#### Exercise text
::::
The Food and Drug Administration is reviewing the safety of breast implants used by millions of American women at a two-day hearing about their long-term potential health effects.
The FDA meeting included plastic surgeons, breast implant makers, and gut-wrenching personal stories from women who blame multiple health problems on their breast implants. That includes a type of cancer, called breast implant associated anaplastic large cell lymphoma.
Breast implant associated anaplastic large cell lymphoma, BIA-ALCL, is a cancer of the immune system that grows in the scar tissue surrounding the breast implant. Doctors have diagnosed 457 women in the U.S. with BIA-ALCL. Removing that scar tissue and the implant generally cures the cancer if caught early enough. But 17 women worldwide have died with the disease.
All of the cases have been linked to textured breast implants, not the smooth implants more commonly used in the U.S. About 12 percent of women with breast implants in the U.S. have textured implants.
‘I was blindsided’
Doctors say BIA-ALCL patients generally develop symptoms, like sudden breast enlargement, many years after they first get implants. It was six years before Dawn Criss of Alberta, Canada said she developed worrisome symptoms. She told the FDA panel she suffered from chronic fatigue, unexplained rash and itching, massive hair loss, and intestinal issues. Her left breast swelled to twice its size. She was later diagnosed with BIA-ALCL.
Criss implored the FDA panel to ban textured breast implants. “Cancer was not a choice,” she said. “And we sure as heck didn’t elect to get it.”
Criss and other patients said plastic surgeons had talked with them about risks associated with breast implant surgery, but never the implants themselves.
“I was blindsided,” said Jennifer Cook of Georgia. She told the FDA doctors offered no warning about the possibility of cancer when she first got her implants. She was diagnosed with BIA-ALCL in 2017.
There was wide agreement at the meeting for the need for better surveillance of breast implant problems. Earlier this month, FDA commissioner Dr. Scott Gottlieb and Dr. Jeff Shuren of the Center for Devices and Radiological Health, released a statement on breast implant safety, addressing the need for breast implant registries to follow patients with BIA-ALCL.
::::
[Records drawn from a collection]
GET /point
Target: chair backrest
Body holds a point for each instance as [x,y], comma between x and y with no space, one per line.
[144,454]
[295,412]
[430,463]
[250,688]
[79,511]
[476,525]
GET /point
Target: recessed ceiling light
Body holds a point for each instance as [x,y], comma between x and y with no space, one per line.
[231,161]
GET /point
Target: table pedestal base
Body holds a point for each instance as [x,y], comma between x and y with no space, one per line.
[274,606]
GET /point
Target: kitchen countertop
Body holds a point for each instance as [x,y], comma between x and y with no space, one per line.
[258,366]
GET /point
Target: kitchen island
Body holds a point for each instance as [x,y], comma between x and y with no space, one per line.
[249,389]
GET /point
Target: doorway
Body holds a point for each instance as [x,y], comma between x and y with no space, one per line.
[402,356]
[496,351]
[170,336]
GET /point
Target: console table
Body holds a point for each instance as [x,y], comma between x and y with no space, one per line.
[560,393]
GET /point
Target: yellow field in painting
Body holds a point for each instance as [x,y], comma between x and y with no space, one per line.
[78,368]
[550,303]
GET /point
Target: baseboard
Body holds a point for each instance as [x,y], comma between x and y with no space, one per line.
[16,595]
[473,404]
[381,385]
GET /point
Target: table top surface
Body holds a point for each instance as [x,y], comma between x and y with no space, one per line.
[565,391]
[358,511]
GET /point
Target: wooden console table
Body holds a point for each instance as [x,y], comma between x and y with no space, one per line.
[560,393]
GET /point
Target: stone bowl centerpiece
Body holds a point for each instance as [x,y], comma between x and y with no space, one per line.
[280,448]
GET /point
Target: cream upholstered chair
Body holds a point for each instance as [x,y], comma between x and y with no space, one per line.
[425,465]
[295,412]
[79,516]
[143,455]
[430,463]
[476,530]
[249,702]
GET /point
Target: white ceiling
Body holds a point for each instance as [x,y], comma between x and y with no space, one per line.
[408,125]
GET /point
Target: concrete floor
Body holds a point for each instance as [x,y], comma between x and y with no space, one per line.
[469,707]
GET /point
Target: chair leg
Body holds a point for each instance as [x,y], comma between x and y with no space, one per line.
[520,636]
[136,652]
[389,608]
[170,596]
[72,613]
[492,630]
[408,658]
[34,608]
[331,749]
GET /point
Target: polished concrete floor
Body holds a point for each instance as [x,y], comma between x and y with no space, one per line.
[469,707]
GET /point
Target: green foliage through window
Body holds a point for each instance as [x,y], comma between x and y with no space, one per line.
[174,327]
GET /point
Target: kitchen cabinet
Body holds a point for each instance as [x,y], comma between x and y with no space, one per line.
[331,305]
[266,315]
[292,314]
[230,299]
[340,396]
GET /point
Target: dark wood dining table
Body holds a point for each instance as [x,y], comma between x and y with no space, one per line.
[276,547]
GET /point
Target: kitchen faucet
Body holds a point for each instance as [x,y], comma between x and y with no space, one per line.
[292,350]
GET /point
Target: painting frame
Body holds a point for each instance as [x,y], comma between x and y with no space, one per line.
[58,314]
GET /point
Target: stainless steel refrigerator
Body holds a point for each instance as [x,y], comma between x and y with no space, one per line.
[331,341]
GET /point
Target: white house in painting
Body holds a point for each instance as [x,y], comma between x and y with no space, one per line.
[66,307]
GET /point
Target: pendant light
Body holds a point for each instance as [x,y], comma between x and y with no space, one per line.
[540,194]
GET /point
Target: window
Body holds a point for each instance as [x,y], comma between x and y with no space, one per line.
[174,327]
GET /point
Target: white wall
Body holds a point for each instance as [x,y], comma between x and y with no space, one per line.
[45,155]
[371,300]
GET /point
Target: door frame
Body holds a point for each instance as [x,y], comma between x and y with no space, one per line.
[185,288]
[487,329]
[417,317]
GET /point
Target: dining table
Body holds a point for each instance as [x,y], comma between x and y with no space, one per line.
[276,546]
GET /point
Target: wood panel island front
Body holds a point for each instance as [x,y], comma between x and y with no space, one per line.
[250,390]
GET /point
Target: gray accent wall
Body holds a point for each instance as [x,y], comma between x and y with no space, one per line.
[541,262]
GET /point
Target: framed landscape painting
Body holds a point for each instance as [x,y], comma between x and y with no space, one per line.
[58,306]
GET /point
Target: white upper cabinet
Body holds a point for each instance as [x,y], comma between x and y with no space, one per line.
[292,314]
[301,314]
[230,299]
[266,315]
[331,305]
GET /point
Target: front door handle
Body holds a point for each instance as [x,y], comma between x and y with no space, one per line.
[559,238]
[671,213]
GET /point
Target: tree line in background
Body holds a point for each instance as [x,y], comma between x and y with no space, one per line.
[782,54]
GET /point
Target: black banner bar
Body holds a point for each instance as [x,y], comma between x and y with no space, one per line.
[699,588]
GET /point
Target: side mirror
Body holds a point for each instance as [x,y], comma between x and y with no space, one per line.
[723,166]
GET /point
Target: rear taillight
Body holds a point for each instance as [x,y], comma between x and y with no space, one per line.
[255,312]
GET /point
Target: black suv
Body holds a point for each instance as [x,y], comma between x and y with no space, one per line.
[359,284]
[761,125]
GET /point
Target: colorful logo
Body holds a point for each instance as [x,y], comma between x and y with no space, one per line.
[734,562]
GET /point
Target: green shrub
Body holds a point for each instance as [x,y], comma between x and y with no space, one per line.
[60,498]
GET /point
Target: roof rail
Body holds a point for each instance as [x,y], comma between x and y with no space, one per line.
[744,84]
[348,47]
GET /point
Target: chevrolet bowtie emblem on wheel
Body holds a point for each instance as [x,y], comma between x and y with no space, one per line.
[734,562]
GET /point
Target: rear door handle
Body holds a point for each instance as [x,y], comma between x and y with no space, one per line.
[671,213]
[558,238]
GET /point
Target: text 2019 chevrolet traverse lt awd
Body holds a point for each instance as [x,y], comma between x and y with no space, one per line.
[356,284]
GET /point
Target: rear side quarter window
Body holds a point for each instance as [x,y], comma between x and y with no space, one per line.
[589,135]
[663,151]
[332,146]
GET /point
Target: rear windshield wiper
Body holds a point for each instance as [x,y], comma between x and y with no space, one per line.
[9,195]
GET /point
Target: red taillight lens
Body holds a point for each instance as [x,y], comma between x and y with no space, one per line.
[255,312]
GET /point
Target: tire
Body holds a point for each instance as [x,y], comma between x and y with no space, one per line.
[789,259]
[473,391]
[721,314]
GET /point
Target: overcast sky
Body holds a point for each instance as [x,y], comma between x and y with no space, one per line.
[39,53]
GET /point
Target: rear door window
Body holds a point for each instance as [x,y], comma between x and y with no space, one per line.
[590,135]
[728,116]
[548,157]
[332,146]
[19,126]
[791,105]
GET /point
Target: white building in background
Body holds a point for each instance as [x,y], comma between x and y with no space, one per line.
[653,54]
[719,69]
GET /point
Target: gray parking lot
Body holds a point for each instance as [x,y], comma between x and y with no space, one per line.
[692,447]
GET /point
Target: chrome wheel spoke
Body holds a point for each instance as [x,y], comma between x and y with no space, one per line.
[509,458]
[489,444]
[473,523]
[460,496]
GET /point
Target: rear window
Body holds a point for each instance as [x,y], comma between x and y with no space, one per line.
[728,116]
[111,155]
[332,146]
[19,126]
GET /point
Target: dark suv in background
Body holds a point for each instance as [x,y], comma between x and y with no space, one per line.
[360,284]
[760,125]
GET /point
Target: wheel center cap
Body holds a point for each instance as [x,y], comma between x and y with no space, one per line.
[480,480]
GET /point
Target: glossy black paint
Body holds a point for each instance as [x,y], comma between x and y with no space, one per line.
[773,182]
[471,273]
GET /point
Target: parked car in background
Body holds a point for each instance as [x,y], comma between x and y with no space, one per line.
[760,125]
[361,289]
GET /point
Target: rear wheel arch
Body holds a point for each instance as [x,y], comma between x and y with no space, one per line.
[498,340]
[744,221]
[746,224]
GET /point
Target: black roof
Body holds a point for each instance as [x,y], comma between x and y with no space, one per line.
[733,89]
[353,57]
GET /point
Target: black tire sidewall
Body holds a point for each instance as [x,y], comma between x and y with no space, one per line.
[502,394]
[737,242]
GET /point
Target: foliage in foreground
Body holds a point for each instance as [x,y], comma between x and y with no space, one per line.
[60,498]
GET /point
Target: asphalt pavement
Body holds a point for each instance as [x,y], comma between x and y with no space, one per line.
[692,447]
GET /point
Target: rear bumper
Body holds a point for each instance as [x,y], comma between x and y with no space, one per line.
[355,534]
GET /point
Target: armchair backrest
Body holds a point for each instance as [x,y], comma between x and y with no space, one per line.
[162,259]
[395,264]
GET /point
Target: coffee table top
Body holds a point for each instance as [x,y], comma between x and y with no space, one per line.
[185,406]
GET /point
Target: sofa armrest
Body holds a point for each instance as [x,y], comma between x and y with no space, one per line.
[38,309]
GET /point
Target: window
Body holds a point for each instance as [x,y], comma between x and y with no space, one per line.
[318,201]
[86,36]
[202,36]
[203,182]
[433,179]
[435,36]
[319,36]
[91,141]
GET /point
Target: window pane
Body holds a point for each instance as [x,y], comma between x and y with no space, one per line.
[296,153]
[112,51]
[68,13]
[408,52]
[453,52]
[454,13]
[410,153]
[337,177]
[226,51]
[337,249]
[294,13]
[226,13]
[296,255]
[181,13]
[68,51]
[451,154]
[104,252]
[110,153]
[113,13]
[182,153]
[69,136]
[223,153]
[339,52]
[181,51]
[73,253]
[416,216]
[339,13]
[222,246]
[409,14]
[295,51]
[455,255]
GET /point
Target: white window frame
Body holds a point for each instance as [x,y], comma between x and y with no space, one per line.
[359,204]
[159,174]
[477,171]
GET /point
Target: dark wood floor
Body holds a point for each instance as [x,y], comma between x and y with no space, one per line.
::::
#### Problems to solve
1. How would you render this sentence from the breast implant article in Spanish: "Removing that scar tissue and the implant generally cures the cancer if caught early enough."
2. Answer these from the breast implant article:
(a) How many women in the U.S. have doctors diagnosed with BIA-ALCL?
(b) How many years after getting implants did Dawn Criss develop worrisome symptoms?
(c) In what year was Jennifer Cook diagnosed with BIA-ALCL?
3. Pick up the breast implant article after its last sentence and keep it going.
The items have nothing to do with the breast implant article.

#### Expected responses
1. Extirpar ese tejido cicatricial y el implante generalmente cura el cáncer si se detecta lo suficientemente pronto.

2.
(a) 457
(b) Six
(c) 2017

3.
“We worked with the American Society of Plastic Surgeons/the Plastic Surgery Foundation to develop the Patient Registry and Outcomes for Breast Implants and Anaplastic Large Cell Lymphoma Etiology and Epidemiology (PROFILE). This registry collects real-world data regarding patients who have a confirmed diagnosis of BIA-ALCL.”
And the U.S. National Breast Implant Registry is expected to launch July 1, according to Dr. Andrea Pusic, speaking to the FDA on behalf of the Plastic Surgery Foundation.
Breast augmentation is the most popular form of cosmetic surgery in the U.S., with over 300,000 women undergoing the procedure each year, according to the American Society of Plastic Surgeons. Another 100,000 women undergo breast reconstruction after mastectomy.
NBC News interviewed survivors of breast implant associated anaplastic large cell lymphoma who met in a Facebook group that supports women with BIA-ALCL. The group is growing, and now has 3,300 members. They worry women are not getting critical information about breast implant associated cancer from their own physicians. “We have women coming to us all the time with symptoms,” Raylene Hollrah told NBC News. “They’ve told their doctors,” she said. “Nobody’s listening.”
The risk for developing breast implant associated anaplastic large cell lymphoma is not clear. The Food and Drug Administration says it may be as frequent as one in 3,000 patients.
But research done in Australia suggests the risk is much higher — one in 1,000.